== EXERCISE DIRECTIONS ==
Search the listing below, and show each line that includes the word "Provide".
Segment Start: SOURCE MATERIAL
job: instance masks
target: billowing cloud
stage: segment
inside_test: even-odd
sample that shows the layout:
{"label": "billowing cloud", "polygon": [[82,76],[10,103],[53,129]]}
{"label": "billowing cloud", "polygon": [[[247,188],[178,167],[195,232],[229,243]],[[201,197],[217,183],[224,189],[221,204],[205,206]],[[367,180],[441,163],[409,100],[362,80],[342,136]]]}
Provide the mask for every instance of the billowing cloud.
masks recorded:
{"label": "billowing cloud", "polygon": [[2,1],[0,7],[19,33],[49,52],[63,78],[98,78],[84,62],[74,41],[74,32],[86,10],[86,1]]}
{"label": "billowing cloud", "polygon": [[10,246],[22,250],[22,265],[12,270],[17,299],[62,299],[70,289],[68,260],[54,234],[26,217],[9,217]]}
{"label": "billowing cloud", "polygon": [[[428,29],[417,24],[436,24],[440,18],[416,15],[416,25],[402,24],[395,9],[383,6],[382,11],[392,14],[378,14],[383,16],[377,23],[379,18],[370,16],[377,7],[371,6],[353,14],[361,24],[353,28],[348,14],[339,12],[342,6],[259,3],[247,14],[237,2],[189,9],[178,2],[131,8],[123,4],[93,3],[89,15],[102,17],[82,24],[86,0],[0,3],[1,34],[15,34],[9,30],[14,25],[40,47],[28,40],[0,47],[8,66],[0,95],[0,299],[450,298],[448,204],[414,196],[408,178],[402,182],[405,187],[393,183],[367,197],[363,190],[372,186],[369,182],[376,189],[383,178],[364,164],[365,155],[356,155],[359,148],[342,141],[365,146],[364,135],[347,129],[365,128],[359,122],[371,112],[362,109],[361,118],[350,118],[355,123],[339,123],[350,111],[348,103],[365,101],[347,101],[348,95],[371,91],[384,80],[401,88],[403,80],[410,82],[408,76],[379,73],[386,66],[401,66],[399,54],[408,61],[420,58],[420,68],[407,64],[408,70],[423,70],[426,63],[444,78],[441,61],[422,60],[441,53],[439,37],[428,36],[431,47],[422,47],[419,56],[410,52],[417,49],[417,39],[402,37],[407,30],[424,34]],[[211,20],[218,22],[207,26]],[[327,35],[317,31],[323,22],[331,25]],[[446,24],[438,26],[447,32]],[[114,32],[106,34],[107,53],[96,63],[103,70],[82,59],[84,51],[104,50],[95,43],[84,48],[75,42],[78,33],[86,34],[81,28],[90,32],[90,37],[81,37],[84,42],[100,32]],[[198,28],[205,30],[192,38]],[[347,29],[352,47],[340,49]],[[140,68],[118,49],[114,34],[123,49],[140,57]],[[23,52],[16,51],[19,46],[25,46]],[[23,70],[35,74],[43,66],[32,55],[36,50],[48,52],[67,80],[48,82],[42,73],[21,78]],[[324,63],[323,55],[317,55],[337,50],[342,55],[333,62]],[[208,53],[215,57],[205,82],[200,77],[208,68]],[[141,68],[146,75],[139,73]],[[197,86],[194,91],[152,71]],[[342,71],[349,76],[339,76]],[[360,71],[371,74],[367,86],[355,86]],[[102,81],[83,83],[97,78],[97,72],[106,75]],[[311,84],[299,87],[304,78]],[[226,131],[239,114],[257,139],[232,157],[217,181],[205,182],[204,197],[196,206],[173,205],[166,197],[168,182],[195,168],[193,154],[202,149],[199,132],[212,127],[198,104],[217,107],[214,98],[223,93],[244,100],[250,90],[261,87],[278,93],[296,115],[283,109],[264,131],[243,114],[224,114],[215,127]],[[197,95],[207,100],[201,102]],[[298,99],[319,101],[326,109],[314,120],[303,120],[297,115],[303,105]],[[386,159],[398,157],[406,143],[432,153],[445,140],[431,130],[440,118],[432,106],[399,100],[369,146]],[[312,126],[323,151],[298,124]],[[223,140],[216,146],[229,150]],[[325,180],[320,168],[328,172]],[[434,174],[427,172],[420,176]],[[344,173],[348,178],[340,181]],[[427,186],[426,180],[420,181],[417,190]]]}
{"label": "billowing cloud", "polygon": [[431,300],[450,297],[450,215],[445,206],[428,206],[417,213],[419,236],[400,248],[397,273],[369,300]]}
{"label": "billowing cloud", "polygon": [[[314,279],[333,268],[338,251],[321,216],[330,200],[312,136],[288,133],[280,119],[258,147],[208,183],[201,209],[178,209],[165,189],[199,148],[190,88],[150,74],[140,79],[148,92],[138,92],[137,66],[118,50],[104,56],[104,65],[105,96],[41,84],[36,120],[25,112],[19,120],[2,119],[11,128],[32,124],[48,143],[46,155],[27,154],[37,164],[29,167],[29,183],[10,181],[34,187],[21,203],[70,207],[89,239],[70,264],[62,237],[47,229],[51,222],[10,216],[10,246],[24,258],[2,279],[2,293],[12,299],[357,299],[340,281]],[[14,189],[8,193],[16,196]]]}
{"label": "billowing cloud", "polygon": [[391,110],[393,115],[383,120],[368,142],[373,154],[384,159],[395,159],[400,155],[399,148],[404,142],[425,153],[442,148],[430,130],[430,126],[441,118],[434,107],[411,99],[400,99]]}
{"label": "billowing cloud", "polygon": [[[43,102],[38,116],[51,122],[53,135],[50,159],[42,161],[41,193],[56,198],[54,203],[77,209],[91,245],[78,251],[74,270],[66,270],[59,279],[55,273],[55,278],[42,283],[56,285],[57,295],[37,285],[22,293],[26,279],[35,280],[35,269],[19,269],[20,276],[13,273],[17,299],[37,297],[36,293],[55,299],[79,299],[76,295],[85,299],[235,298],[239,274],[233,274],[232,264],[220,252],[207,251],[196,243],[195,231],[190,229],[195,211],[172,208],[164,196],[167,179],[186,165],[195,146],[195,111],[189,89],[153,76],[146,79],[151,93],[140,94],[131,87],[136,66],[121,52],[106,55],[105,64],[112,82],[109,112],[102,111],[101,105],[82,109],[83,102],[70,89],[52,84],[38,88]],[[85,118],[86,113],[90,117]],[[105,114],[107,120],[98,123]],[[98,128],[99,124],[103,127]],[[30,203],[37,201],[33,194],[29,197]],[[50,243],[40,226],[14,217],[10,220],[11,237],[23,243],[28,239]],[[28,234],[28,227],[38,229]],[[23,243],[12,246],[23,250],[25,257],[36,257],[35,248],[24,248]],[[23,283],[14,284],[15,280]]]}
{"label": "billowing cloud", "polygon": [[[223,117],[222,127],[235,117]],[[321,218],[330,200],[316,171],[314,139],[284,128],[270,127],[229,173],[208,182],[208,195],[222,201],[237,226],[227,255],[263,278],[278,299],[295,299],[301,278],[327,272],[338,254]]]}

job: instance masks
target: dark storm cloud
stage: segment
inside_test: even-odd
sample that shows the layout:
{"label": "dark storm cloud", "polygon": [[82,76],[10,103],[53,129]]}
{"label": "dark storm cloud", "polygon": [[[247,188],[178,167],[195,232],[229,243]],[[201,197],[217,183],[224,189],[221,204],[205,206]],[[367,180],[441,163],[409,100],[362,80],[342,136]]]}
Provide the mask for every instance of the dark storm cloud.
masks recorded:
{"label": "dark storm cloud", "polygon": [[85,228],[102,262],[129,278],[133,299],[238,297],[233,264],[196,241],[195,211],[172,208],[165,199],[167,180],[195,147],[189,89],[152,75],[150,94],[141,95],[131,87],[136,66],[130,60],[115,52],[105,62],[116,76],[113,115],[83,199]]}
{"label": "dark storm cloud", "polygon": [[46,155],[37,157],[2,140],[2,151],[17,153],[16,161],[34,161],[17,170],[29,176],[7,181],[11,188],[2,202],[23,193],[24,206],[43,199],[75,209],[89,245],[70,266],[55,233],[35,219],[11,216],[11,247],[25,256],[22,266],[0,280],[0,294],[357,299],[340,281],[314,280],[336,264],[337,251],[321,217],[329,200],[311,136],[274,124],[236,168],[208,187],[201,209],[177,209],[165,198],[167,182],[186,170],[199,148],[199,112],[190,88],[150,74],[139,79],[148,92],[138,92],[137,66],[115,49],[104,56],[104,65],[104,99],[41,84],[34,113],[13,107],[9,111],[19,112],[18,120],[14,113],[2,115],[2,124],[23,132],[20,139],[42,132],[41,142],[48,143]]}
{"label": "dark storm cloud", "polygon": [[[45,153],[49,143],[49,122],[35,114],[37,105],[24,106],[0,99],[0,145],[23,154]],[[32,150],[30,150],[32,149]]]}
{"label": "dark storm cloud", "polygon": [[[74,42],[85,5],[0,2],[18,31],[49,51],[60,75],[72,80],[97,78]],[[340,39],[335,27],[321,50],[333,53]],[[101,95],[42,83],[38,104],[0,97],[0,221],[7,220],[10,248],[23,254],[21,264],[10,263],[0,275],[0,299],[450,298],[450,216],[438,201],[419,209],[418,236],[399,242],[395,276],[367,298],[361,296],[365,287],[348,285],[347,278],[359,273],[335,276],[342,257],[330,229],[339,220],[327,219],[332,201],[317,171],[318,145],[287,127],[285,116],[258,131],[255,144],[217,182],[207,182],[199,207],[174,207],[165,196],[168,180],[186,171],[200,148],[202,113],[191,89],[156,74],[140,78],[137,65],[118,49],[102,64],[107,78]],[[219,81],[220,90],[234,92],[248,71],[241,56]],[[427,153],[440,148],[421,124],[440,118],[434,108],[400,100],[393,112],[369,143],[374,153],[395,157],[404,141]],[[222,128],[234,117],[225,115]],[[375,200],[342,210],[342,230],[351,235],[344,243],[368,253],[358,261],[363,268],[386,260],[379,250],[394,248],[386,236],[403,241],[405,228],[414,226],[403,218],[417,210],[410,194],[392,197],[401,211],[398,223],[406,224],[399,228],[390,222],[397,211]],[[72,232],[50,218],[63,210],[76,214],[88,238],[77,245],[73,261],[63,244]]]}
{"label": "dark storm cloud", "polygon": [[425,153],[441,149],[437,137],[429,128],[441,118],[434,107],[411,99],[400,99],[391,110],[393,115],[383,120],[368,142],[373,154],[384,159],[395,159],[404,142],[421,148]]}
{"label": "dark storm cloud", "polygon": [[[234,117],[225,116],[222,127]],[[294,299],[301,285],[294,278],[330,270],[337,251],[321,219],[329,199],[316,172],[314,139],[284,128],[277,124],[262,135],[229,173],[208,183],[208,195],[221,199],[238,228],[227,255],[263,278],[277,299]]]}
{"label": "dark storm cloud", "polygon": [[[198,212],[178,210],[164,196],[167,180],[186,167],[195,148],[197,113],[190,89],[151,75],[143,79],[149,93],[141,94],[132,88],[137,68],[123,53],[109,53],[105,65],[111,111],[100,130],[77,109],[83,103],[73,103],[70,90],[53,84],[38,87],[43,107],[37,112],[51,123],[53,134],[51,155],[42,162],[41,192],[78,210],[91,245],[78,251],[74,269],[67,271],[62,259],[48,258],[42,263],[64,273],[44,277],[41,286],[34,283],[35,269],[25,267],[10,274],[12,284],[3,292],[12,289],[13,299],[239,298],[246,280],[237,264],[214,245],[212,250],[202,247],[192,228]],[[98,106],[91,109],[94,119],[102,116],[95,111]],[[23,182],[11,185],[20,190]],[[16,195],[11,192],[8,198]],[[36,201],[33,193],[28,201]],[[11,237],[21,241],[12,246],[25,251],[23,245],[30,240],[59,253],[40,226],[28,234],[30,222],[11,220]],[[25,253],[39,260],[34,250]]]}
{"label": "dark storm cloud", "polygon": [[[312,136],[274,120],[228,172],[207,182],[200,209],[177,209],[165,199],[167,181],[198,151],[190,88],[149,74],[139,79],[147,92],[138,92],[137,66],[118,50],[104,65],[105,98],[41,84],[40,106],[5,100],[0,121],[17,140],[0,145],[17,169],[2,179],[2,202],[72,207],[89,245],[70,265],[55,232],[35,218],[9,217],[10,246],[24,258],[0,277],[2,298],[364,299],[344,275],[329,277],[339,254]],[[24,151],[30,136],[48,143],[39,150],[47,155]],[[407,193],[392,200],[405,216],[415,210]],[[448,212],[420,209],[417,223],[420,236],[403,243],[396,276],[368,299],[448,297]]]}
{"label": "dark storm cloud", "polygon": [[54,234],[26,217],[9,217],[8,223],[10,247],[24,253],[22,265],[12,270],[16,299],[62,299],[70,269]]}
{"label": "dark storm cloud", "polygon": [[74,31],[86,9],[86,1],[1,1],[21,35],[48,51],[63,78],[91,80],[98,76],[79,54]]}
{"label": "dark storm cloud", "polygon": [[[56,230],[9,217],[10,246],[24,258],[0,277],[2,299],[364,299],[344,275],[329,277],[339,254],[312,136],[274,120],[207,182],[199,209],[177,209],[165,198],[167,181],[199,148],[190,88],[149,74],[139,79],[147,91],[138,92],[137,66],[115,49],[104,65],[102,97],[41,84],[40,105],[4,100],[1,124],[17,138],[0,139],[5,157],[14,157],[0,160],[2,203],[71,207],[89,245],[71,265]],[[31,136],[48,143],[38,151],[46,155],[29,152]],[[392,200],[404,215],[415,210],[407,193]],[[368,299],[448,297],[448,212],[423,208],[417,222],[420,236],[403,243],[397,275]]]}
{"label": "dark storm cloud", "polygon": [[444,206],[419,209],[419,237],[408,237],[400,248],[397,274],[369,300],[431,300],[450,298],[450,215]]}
Segment End: SOURCE MATERIAL
== RESPONSE ==
Provide the mask for every instance of the billowing cloud.
Provide the mask for every instance of the dark storm cloud.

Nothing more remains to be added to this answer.